Start of Given information

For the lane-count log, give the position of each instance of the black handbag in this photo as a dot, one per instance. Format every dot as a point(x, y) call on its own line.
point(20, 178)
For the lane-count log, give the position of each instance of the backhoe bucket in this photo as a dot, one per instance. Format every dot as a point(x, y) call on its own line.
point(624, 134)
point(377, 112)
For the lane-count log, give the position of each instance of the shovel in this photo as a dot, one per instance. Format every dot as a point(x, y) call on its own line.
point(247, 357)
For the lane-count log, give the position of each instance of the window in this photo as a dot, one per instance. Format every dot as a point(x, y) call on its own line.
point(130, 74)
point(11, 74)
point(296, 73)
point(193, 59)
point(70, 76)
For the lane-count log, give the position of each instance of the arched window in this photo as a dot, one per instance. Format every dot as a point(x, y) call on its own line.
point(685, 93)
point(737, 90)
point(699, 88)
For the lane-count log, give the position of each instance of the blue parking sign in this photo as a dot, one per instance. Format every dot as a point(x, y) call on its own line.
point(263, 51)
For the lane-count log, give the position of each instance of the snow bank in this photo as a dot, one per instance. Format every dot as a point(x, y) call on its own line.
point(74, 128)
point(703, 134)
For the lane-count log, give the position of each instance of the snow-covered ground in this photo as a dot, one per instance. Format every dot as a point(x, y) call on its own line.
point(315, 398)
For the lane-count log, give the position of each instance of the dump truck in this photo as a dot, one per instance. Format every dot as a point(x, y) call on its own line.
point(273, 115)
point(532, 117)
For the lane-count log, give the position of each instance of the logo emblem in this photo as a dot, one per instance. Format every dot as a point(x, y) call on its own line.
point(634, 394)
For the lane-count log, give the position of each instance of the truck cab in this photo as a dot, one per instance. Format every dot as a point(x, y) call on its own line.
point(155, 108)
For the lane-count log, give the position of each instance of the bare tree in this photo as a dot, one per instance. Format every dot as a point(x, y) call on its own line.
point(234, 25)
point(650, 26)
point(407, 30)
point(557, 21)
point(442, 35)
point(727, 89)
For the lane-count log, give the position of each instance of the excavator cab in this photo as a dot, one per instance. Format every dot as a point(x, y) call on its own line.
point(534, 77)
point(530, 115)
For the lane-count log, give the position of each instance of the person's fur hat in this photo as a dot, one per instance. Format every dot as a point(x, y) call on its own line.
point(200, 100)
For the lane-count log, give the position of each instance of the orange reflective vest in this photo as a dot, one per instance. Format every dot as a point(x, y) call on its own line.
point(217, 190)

End of Given information

Problem requirements: Restate the material word for word, keeping every line intact.

Task solution:
For the lane-count log, give the position of each instance of the black handbag in this photo as a dot, one per instance. Format every dot as a point(x, y) call on its own line.
point(20, 178)
For the lane-count log, give the position of each instance of the backhoe bucket in this photo as a dot, one per instance. Format every dot as a point(x, y) call on its own line.
point(624, 134)
point(377, 112)
For the lane-count log, give the position of each instance of the shovel in this photo as a dot, one per instance. Format every dot as a point(x, y) call on its own line.
point(247, 357)
For the lane-count log, give the position of each instance of the window in this photo as a dot, one per instance. Format every dot as a point(x, y) call on its own line.
point(130, 74)
point(11, 74)
point(296, 73)
point(193, 59)
point(70, 76)
For the lane-count log, give the position of each instance of the arched window in this photo as a dot, one per instance. Format every dot as a point(x, y) call on its own line.
point(685, 93)
point(737, 90)
point(699, 88)
For the lane-count log, give the position of each instance of the blue parking sign in this photo as a dot, one per instance. Format every dot as a point(x, y) call on its own line.
point(263, 51)
For the lane-count log, give the position of each instance of the snow bank in this photo as a dot, one per instance. Format every dot as a point(x, y) call on its own line.
point(74, 128)
point(703, 134)
For the lane-count log, give the position of each instance of the snow-covered ground in this photo as a dot, one per instance. Format every dot as a point(x, y) call on its own line.
point(315, 398)
For the lane-count log, give the position of each instance of the dump truck in this photo as a dot, one per instance. Format every dot as a point(x, y) call on its own line.
point(273, 115)
point(532, 117)
For the lane-count log, give the position of each instance of the logo emblem in this photo as a dot, one per instance. Format every dot as a point(x, y) call on its own line.
point(634, 394)
For the lane-count log, give the position of each instance of the truck cab in this photo as a dot, one per instance. Format every dot as a point(x, y) call on its own line.
point(155, 108)
For the lane-count log, give the position of each instance of the bare tree in this photo as a dot, one per instance. Format every dot as a point(x, y) call on its own line.
point(234, 25)
point(650, 26)
point(407, 30)
point(557, 21)
point(442, 35)
point(727, 89)
For the lane-count log, give the position of each instance of the excavator cab in this photo as a dot, one per instance. Format every dot as a point(x, y) call on its own line.
point(534, 77)
point(530, 115)
For the lane-count log, give the position of each instance of the person's fur hat in this photo as a dot, one per instance. Format every dot as a point(x, y) call on its own line.
point(200, 100)
For the lane-count log, give the position of each instance of the orange reflective vest in this photo as a dot, one per instance. Format every dot as a point(x, y) call on its own line.
point(217, 190)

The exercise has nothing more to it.